* EXCERPTED TEXT *

The Dogs of Littlefield
You don’t have to be a dog lover to love books about dogs—especially when the book is well written and has a good plot. If you enjoy dogs, as most people do, you will identify with the dogs of Littlefield.
Suzanne Berne, who won the Orange Prize, for her first novel A Crime in the Neighborhood, welcomes readers to the suburban town of Littlefield, Massachusetts, where something is terribly amiss. Dogs are mysteriously dying in a local park that has become the center of a town controversy.
What sounds like a very unpleasant subject for a story becomes a mystery with interesting characters, including the dogs. Berne’s style of prose captures details of ordinary life in small town America in a compelling and captivating way.
“From eight to ten on most weekday mornings the meadow between the soccer field and the community gardens fizzed and boiled with dogs—dogs chasing other dogs; dogs running in circles; dogs digging, barking, eating grass, sitting and staring, apparently at nothing.”
When the main character, Margaret Downing, is out for a stroll in Baldwin Park, with her dog, Binx, a black Lab, she happens upon the first dog victim. Margaret’s world is upended, both by witnessing this first doggy death, and by her failing marriage to Bill Downing, and what soon becomes a complicated relationship with the dead dog’s owner, George Wechsler. Beware that within the first 50 pages, three more dogs are poisoned after Margaret’s first discovery of George’s dog. “A Bellingham terrier, a rescued greyhound, and a malamute named Violet that was a registered therapy dog and visited bedridden residents at Avalon Towers.”
Dogs dying is one dimension of the story. Another layer to the plot is the presence of a visiting sociologist, Dr. Clarice Watkins, who has arrived to study this small town’s “good quality of life,” only to discover that terror has struck the residents (and their pets.)
Watkins, an African-American professor, hopes to observe the rituals of ordinary life in what becomes a not very ordinary place. “The goal was to blend in with the local population, difficult in her case. Aside from a scattering of black faculty and students at the college, the only black people she had encountered in Littlefield so far had been a cashier at Walgreen’s, a bagger at Whole Foods, a small covey of Metro children descending from a school bus in front of the elementary school, and two young men in coats and ties who were going door to door with copies of The Watchtower.”

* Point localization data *
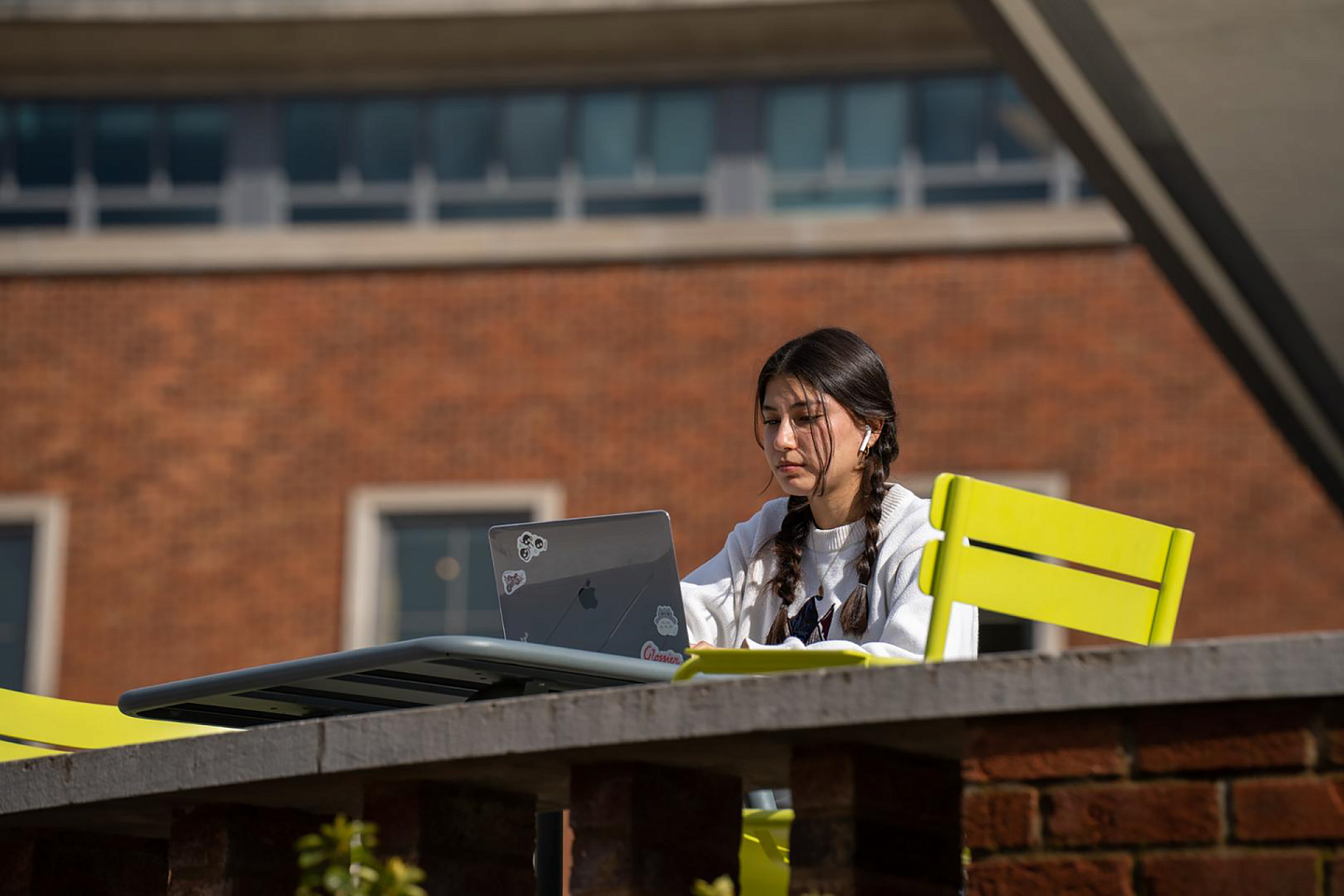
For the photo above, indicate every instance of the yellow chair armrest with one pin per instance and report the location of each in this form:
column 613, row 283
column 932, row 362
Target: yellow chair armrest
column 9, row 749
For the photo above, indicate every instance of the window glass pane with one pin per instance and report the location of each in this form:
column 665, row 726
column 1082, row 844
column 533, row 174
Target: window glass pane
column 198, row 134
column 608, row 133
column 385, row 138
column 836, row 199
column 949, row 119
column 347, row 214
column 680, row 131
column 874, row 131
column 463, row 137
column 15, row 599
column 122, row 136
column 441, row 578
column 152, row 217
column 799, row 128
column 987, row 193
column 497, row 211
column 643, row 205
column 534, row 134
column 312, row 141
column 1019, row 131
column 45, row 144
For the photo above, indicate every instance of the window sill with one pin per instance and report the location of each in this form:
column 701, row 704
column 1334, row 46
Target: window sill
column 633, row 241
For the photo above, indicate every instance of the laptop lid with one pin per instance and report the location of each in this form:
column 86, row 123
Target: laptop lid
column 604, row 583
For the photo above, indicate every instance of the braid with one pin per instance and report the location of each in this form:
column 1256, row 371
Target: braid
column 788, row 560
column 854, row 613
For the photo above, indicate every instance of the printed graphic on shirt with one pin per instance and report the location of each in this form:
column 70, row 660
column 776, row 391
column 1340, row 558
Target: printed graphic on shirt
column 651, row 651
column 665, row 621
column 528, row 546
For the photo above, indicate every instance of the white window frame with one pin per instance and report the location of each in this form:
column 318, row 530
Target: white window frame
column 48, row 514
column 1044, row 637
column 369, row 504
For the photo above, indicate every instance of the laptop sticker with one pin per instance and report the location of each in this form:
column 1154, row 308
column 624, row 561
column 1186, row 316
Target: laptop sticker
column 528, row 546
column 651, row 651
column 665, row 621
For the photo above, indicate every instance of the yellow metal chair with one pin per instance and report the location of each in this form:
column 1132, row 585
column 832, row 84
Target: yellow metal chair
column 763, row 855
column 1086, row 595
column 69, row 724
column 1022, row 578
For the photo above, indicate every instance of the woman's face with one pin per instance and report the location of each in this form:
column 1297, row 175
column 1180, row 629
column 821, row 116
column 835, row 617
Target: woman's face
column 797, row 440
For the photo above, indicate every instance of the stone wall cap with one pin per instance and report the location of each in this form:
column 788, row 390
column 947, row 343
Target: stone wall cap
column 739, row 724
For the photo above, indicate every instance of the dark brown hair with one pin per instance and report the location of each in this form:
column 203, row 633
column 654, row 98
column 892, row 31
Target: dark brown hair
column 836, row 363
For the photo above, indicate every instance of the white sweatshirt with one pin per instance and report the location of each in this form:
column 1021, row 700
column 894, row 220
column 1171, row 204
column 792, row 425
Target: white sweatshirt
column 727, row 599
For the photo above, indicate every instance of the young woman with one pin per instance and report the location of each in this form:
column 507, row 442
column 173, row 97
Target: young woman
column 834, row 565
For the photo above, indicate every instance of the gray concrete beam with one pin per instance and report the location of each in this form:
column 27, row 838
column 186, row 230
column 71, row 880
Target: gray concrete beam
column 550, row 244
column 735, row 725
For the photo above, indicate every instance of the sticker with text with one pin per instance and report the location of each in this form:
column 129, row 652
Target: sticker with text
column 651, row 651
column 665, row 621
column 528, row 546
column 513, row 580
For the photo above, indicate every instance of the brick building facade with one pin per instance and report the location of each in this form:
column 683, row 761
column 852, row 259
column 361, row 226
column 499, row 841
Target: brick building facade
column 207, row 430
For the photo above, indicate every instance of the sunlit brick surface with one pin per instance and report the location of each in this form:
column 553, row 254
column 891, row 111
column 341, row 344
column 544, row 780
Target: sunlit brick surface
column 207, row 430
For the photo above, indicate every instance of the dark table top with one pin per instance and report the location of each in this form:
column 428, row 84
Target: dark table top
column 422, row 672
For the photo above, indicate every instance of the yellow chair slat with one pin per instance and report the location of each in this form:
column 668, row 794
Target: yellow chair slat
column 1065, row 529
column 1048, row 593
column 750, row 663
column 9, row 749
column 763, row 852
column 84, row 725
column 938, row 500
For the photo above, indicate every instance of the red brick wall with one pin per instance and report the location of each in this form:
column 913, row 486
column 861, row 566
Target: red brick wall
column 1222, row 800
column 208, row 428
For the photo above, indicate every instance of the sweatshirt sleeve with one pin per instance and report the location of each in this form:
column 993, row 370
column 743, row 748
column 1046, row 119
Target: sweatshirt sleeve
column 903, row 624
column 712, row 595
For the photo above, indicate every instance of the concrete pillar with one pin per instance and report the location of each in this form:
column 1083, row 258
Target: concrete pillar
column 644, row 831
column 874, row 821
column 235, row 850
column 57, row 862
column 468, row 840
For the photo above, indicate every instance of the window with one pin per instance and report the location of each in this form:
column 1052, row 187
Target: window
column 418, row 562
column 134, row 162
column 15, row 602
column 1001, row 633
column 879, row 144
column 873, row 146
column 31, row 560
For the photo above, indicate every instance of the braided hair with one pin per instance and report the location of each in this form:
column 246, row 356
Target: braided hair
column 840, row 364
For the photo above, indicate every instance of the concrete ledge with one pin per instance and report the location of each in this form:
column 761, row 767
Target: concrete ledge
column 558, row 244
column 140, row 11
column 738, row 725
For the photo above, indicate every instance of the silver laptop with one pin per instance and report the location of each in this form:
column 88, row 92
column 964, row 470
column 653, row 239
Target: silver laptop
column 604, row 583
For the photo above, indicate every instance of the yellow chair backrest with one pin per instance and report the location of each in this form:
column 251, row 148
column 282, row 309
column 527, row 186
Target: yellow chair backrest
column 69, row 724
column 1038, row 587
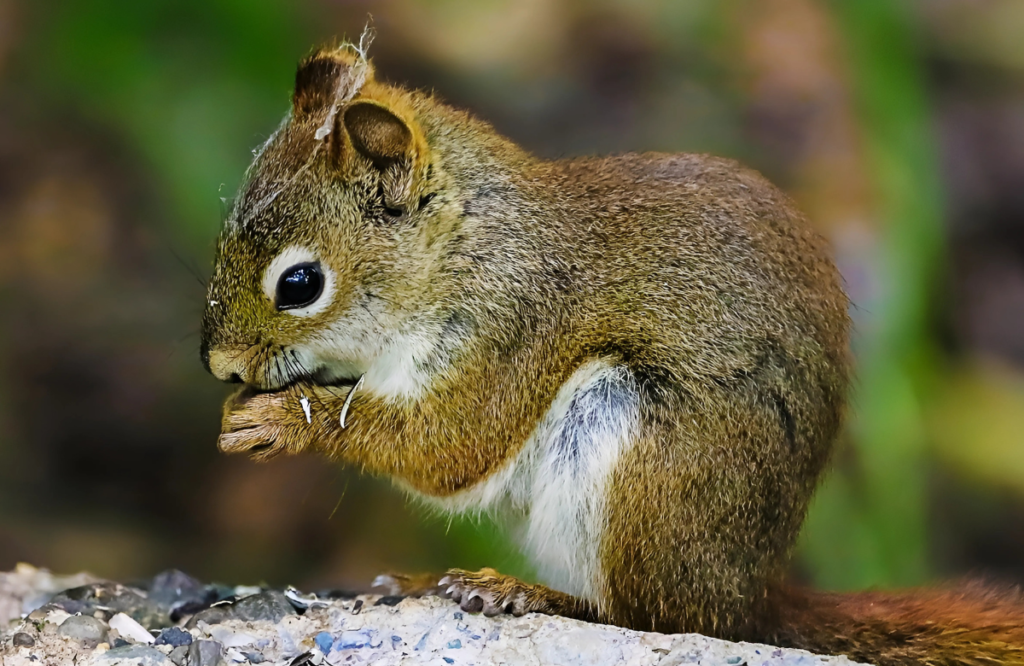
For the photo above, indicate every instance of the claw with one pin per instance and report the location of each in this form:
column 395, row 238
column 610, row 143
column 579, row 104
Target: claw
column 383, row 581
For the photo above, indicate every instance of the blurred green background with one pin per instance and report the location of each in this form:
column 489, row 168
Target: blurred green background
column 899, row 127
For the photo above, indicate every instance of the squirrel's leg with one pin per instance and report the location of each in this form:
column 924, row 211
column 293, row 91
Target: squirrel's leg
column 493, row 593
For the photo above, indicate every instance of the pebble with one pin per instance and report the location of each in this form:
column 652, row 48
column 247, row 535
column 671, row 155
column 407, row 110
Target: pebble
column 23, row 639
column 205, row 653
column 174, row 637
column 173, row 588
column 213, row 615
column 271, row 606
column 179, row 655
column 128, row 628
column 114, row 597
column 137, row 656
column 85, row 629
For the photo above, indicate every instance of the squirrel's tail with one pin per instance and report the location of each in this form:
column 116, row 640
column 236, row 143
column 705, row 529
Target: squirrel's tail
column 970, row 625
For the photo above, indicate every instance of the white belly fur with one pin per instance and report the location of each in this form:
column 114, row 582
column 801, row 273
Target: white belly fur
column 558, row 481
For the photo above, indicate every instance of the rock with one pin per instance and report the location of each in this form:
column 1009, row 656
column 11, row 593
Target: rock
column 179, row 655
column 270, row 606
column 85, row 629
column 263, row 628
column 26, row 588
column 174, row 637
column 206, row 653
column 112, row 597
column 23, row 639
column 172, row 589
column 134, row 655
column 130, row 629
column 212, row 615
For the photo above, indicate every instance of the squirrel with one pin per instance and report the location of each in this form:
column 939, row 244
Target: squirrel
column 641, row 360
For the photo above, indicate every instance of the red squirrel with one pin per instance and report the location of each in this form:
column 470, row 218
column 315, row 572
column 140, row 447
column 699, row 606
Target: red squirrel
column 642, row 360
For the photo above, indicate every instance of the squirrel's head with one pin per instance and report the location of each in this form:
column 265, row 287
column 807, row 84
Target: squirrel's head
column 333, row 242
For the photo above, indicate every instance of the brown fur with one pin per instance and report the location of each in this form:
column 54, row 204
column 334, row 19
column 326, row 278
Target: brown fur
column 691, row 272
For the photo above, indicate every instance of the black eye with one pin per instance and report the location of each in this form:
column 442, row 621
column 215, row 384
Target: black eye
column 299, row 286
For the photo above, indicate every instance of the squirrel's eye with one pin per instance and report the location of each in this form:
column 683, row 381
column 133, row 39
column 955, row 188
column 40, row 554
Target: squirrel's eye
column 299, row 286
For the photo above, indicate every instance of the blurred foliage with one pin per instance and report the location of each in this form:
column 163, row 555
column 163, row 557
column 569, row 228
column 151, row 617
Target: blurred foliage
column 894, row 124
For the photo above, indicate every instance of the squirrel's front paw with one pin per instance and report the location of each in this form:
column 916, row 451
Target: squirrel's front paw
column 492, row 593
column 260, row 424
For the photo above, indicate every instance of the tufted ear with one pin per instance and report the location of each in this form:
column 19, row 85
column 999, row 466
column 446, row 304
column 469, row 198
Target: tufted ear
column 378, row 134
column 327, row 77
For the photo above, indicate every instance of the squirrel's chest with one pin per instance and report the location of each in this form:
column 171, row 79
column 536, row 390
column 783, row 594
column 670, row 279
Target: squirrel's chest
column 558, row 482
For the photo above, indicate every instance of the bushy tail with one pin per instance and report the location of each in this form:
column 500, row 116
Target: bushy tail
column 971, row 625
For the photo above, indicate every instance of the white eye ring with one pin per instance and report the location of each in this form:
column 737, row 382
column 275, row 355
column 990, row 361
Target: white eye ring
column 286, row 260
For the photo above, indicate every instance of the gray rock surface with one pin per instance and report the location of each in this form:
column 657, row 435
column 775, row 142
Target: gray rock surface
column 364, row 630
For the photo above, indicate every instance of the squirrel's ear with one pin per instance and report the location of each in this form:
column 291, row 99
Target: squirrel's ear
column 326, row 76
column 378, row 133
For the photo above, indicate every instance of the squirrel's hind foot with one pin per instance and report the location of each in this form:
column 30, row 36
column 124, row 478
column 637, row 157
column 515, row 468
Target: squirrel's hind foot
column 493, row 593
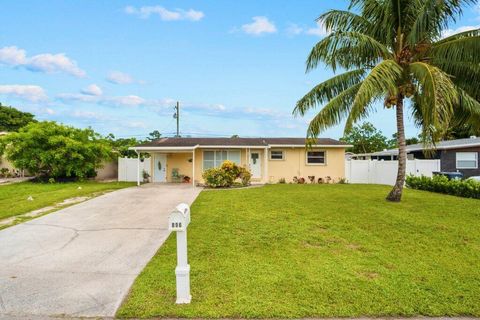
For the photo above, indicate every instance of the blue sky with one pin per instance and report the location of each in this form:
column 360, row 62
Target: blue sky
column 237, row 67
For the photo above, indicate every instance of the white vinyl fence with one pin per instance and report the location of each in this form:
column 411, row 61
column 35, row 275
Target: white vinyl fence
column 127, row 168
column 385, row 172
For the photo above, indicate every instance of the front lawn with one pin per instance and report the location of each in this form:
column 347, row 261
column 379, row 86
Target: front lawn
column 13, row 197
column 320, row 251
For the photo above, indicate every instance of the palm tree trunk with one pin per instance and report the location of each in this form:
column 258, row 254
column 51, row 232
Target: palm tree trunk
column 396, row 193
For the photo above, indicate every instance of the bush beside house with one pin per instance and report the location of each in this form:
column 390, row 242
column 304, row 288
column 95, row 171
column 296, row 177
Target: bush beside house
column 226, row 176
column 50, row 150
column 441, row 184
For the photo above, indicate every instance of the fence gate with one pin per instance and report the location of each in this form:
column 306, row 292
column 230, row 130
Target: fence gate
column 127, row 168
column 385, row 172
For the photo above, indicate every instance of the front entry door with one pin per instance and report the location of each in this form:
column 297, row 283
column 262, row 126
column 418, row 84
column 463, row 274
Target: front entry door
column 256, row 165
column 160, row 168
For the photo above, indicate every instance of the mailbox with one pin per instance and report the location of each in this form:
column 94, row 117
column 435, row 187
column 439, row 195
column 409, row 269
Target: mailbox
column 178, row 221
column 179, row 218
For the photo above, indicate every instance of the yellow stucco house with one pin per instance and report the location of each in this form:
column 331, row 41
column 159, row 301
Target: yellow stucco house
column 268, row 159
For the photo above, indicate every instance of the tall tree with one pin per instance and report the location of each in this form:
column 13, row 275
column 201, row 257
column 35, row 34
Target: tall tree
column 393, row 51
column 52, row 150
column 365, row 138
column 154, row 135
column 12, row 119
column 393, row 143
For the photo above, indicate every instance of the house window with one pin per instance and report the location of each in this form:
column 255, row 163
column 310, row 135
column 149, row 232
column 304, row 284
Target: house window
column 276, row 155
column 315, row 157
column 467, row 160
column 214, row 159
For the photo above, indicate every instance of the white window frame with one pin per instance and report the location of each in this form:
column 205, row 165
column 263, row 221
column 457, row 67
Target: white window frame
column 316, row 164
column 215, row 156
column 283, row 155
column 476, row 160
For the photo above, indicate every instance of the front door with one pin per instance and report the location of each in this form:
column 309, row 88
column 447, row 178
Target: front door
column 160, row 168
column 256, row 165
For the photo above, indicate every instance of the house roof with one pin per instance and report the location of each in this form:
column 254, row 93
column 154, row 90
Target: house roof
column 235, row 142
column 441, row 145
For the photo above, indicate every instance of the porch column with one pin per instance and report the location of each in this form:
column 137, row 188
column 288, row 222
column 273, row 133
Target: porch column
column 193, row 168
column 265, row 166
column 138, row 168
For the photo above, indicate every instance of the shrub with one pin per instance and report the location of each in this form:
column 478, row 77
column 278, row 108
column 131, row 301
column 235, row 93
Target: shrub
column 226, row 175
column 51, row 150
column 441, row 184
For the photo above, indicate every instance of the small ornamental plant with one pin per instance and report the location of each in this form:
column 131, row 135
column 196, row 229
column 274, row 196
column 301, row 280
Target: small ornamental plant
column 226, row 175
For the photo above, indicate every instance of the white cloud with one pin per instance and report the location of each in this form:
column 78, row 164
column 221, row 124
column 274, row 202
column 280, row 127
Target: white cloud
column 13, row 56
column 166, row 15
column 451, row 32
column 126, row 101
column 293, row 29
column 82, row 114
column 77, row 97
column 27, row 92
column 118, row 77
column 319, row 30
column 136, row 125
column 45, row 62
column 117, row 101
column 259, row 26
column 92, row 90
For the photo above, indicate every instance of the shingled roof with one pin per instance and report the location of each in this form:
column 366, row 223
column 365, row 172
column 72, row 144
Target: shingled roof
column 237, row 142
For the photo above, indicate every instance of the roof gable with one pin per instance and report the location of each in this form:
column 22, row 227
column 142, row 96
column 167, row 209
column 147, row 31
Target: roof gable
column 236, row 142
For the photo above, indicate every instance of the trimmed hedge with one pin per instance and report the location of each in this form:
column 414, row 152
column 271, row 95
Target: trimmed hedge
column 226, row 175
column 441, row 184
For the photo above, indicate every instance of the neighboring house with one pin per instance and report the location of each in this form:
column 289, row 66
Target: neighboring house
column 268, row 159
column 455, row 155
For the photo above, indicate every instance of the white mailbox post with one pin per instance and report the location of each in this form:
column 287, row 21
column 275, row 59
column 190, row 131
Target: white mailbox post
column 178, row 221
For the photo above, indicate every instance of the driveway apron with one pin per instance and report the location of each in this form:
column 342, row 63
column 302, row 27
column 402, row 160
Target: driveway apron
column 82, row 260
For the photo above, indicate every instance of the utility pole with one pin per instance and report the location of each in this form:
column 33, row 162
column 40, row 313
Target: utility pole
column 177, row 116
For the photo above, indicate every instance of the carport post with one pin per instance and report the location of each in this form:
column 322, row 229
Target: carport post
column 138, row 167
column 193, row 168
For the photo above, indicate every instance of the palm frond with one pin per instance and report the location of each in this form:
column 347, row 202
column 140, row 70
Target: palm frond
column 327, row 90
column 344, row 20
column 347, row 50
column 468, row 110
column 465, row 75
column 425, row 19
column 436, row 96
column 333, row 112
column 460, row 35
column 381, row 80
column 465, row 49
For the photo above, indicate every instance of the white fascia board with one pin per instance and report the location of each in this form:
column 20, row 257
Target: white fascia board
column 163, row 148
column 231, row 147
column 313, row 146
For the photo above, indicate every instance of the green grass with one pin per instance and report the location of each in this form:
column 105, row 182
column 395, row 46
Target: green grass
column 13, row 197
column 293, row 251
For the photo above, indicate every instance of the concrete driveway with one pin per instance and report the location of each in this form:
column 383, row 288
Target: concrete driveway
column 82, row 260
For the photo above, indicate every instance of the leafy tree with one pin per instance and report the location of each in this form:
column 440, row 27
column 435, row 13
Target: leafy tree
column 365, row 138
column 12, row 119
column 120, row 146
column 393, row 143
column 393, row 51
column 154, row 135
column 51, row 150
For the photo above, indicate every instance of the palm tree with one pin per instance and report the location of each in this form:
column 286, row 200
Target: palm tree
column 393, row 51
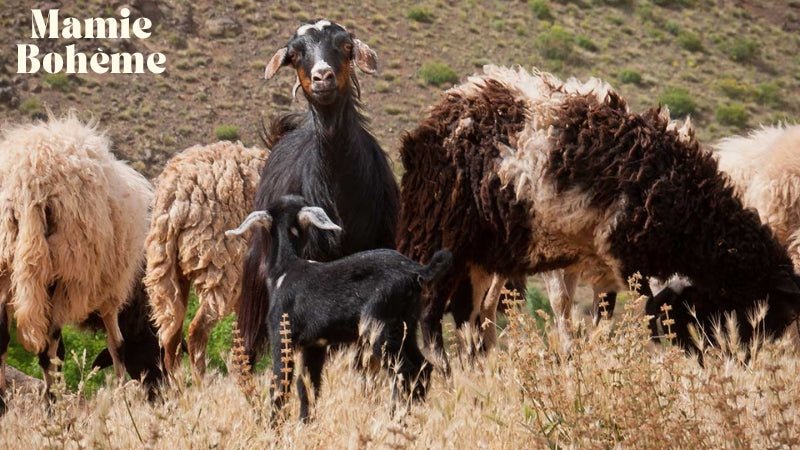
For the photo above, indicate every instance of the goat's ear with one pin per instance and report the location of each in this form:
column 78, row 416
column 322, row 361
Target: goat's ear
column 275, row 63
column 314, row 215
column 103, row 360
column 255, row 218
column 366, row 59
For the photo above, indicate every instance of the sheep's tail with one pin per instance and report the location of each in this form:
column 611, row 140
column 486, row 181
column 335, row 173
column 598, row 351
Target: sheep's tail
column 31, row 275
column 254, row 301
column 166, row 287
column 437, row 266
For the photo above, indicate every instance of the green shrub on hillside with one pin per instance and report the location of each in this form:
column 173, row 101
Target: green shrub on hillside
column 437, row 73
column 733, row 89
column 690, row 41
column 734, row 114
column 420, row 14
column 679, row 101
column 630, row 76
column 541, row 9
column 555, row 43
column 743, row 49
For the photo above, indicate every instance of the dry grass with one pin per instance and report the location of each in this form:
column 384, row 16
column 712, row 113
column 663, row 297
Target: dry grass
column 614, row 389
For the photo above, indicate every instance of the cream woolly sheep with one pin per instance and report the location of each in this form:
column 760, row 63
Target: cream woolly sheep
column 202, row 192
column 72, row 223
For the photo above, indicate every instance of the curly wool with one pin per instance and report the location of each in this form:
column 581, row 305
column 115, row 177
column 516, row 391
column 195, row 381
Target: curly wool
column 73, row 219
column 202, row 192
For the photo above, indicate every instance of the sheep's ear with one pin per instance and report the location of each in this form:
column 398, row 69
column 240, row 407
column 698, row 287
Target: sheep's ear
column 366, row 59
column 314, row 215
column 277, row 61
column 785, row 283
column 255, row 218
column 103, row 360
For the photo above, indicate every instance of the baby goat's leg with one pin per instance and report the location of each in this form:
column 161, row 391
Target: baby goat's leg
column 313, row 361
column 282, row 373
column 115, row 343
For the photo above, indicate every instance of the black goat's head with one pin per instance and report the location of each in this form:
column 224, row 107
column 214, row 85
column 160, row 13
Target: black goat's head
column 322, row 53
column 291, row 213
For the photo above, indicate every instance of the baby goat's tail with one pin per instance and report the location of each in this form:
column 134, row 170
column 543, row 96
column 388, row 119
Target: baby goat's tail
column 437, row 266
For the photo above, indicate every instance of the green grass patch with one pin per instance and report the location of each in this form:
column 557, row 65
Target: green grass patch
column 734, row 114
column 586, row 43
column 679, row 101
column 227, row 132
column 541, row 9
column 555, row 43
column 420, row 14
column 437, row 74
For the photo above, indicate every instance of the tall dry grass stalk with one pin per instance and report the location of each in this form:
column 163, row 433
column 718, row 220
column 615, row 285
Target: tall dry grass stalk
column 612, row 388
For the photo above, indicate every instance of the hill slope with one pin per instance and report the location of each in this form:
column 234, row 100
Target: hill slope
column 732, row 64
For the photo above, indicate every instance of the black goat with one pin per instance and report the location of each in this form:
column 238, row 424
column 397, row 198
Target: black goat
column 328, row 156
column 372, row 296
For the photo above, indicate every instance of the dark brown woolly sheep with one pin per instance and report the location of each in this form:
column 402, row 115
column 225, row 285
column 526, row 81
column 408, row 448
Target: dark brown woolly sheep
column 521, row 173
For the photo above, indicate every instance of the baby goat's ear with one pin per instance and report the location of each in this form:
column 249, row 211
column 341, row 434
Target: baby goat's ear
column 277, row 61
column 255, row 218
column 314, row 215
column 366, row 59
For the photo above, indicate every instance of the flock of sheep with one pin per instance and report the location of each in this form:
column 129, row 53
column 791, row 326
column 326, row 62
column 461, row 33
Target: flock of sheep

* TASK SET *
1 > List the three dogs that the book review says are poisoned after Margaret's discovery of George's dog.
2 > According to the book review, for which novel did Suzanne Berne win the Orange Prize?
3 > Continue the book review past its final sentence.

* RESPONSES BY ITEM NUMBER *
1 > A Bellingham terrier, a rescued greyhound, and a malamute named Violet.

2 > Her first novel, A Crime in the Neighborhood.

3 >
The dogs become the “tale” of sentimentality in suburban America where “Christmas lights were blinking from a few store windows though it was still a week before Thanksgiving. A cardboard turkey with a burnt-orange, accordion-pleated tail had replaced the basket of daisies atop the anvil in the café’s window. Soon enough the turkey itself would be replaced by a white plastic Christmas tree sprayed with glitter and decorated with frayed green and red silk balls, but for now the turkey kept a beady vigil as passersby walked back and forth.”
Watkins becomes the chronicler of suburban life gone mad. “I am afraid, she wrote, that the population, which I was counting on to be contented, is instead becoming frightened.” Through town hall meetings and encounters with the locals, Watkins exposes us to the varied nature of human and animal life in vivid colors.
This is a book, pardon the pun, with bark and bite. It is quietly scathing about suburbia, with its gossip and giddy shallowness. Arguments over leash laws become heated and hollow. Behind white picket fences and happy talk are unhappy people with lives full of loss.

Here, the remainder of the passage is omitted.